Short exercise:
Can you copy the lines of the listing below exactly, starting at the line containing "Detect artwork frame." and ending at the line containing "182;129;227;164", with both of those lines included?

Items:
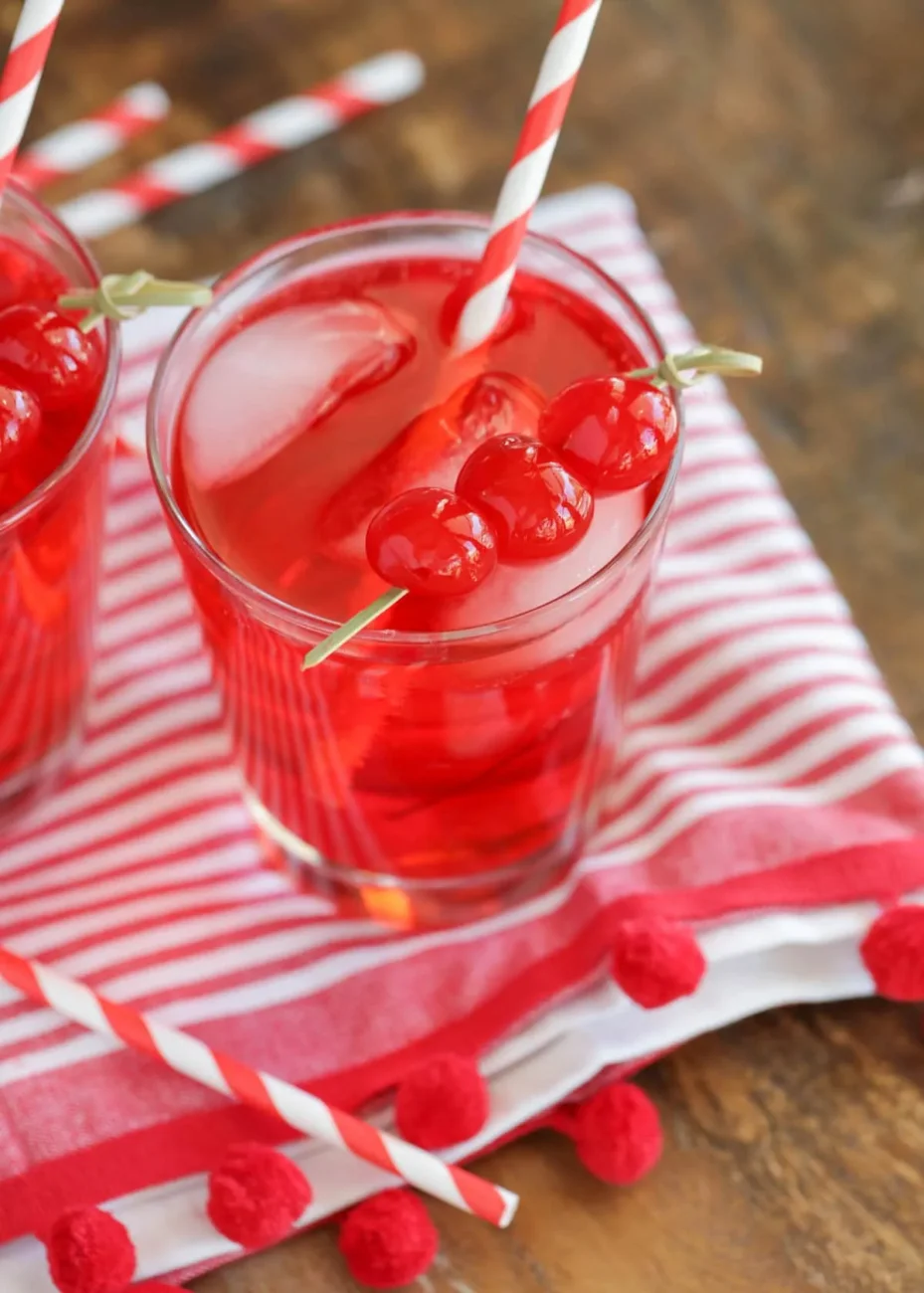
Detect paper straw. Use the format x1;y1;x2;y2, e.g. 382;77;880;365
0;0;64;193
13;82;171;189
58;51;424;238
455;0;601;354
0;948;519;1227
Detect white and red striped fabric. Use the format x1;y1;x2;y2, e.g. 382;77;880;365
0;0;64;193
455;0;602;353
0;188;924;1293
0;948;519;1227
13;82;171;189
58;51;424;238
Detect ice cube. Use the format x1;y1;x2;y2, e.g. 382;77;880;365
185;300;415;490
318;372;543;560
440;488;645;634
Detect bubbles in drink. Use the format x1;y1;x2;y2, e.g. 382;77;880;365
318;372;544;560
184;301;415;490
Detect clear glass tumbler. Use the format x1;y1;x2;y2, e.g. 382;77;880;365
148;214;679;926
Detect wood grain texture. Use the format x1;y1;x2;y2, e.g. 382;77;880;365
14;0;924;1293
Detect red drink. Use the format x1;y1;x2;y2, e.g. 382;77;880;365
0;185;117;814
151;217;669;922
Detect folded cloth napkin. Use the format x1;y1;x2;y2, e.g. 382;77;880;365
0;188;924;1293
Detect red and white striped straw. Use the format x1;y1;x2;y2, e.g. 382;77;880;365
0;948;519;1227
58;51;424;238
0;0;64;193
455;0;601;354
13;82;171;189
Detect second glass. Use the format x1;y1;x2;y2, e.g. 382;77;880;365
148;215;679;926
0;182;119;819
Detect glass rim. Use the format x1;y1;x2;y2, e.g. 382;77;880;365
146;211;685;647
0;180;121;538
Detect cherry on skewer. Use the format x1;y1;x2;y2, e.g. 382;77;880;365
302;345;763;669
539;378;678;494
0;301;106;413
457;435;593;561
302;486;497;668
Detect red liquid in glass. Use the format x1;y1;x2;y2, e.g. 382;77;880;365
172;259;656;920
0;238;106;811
==
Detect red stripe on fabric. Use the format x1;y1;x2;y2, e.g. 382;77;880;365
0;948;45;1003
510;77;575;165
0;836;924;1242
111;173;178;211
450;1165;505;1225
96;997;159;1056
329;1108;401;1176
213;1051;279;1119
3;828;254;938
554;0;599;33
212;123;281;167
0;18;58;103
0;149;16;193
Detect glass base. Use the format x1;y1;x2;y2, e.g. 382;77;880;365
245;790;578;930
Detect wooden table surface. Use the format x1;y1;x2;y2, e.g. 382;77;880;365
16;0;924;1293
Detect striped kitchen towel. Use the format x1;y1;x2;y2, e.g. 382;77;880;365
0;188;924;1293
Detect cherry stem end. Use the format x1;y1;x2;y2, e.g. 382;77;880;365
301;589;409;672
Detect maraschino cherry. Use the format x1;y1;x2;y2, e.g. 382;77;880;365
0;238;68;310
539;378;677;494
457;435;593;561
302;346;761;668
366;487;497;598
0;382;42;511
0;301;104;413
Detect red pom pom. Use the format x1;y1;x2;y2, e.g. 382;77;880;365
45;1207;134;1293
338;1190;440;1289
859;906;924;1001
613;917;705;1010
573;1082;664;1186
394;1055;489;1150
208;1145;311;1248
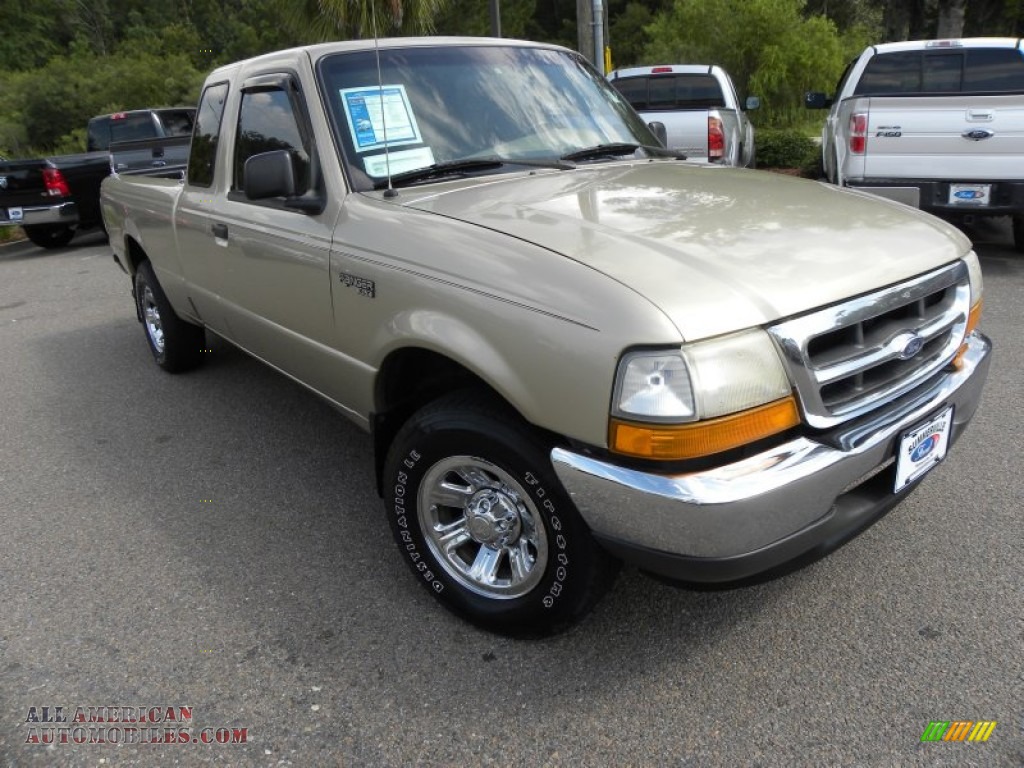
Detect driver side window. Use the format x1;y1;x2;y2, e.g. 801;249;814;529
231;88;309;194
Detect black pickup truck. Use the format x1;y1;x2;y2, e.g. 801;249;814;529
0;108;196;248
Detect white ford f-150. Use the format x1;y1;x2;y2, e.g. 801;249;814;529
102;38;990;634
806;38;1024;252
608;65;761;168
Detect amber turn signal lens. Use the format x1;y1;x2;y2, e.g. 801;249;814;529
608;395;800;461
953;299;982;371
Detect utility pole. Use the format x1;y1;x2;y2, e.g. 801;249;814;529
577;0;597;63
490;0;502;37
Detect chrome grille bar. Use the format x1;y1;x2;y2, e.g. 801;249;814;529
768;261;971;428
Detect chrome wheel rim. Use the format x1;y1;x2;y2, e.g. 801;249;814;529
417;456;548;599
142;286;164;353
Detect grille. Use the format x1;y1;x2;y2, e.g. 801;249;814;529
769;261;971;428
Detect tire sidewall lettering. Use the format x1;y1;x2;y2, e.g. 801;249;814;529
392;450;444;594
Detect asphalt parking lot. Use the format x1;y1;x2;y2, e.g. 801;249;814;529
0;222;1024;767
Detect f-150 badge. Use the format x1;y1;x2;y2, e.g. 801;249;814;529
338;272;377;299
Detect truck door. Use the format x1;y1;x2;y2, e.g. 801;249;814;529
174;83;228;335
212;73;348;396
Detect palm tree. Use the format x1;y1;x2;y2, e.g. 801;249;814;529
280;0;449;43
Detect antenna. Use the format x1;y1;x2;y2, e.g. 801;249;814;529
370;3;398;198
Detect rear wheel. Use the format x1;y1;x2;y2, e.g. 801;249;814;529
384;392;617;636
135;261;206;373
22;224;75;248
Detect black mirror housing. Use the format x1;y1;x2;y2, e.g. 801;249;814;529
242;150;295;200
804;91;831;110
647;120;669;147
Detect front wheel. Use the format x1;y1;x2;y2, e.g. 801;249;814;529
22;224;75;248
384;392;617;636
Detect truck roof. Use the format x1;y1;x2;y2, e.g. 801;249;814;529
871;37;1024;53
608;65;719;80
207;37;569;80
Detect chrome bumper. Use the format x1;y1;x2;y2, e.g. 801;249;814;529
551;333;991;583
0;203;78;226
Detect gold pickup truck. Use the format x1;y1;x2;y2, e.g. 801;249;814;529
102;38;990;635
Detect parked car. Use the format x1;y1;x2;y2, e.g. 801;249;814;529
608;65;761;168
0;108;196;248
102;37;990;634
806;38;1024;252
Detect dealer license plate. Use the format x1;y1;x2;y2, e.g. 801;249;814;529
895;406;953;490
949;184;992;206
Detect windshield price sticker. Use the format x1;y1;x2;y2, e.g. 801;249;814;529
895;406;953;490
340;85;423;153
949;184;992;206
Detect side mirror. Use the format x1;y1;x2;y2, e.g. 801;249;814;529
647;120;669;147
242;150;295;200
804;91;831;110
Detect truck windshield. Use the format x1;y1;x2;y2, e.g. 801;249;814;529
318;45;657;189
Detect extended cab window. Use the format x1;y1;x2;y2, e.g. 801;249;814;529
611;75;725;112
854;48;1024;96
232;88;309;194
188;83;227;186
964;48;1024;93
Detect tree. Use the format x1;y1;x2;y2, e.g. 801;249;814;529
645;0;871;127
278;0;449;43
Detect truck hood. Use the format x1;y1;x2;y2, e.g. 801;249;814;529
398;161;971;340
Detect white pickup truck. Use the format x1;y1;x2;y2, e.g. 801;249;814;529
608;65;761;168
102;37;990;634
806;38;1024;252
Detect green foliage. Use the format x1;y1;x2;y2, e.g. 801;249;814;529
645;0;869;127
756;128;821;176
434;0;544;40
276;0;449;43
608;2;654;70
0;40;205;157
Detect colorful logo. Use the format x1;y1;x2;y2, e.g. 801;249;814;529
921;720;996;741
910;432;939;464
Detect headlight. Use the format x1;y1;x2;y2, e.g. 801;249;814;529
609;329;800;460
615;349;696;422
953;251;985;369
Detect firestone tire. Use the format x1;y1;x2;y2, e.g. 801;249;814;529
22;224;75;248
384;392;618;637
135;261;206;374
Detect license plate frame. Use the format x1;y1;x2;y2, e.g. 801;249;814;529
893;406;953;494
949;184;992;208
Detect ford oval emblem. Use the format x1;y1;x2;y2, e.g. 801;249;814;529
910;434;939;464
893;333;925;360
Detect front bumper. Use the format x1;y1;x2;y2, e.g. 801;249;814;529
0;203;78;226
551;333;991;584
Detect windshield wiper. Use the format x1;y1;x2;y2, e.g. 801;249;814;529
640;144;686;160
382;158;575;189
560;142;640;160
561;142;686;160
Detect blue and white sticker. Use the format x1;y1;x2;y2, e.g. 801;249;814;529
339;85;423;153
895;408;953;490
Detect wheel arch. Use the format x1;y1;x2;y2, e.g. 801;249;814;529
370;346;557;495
==
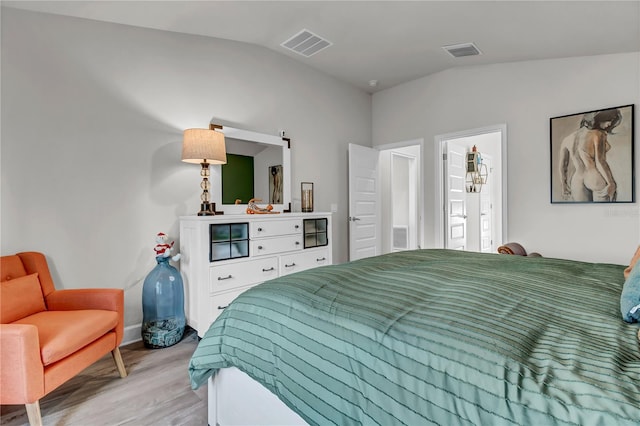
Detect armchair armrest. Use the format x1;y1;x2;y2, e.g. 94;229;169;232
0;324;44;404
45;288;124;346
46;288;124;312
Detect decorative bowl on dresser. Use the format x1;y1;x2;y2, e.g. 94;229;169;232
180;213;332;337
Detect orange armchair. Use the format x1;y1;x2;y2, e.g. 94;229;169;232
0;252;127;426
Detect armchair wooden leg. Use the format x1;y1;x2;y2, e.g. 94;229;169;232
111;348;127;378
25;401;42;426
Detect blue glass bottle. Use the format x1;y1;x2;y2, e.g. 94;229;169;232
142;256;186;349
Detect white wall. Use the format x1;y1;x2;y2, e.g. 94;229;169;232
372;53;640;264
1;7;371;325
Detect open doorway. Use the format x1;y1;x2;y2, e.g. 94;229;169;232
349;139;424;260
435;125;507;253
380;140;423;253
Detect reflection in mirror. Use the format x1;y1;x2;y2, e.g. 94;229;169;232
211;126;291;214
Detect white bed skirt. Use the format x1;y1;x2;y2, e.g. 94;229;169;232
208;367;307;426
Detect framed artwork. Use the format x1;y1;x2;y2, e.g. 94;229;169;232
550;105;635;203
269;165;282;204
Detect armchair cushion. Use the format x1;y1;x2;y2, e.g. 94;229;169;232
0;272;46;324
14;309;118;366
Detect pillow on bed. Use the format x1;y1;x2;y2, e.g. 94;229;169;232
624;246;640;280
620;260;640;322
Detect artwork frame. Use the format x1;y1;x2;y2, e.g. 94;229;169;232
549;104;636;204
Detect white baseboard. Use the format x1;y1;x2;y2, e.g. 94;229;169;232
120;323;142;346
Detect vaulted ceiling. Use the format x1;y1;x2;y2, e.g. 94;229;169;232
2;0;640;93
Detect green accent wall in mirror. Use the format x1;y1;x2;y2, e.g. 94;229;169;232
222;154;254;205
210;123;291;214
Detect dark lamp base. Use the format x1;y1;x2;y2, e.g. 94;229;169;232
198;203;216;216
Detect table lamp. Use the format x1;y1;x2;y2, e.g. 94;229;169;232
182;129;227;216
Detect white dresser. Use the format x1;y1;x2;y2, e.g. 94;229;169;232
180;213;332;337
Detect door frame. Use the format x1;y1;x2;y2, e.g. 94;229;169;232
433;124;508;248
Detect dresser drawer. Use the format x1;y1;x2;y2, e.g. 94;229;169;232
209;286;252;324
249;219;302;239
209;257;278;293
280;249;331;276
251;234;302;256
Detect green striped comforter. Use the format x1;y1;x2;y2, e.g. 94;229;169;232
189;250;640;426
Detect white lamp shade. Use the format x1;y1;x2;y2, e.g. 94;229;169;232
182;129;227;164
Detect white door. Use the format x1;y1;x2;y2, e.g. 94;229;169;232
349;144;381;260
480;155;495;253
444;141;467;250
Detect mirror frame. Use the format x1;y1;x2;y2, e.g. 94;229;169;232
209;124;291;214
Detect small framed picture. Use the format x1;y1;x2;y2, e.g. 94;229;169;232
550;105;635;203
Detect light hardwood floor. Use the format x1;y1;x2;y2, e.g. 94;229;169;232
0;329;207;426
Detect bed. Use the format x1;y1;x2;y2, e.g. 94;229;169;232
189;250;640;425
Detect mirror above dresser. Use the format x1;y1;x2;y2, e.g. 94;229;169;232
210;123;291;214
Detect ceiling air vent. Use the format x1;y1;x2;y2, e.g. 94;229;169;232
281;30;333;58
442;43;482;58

Response for this exercise:
Detect artwork frame. Use the format x1;y1;x2;y2, e.g. 94;229;169;232
549;104;636;204
Detect white baseboard. Use the format x1;y1;x2;y2, e.g. 94;229;169;232
120;323;142;346
Detect vaulted ceiling. Use the format x1;y1;x2;y2, e.g. 94;229;169;232
2;0;640;93
Detect green accent wall in mirror. Use the format x1;y1;x2;y2, e.g. 94;229;169;232
222;154;254;205
210;123;291;214
Detect dark lamp base. Use the format x1;y1;x2;y2, e.g. 94;229;169;232
198;203;216;216
Detect table lamp. Use the format x1;y1;x2;y2, e.g. 94;229;169;232
182;129;227;216
Detect white dresser. Use the format x1;y1;x2;y2, e.g. 94;229;169;232
180;213;332;337
Detect door frame. Use the format x1;y1;x2;y2, e.g. 94;229;169;232
433;124;508;248
Detect dresser drawer. Use the format x1;y1;x2;y2, e.g. 94;229;169;232
209;286;252;324
249;219;302;239
209;257;278;293
280;249;331;276
251;234;302;256
Detect green striped comforter. Use the format x1;y1;x2;y2, e.g. 94;229;169;232
189;250;640;426
Detect white lamp shade. Use the format x1;y1;x2;y2, e.g. 94;229;169;232
182;129;227;164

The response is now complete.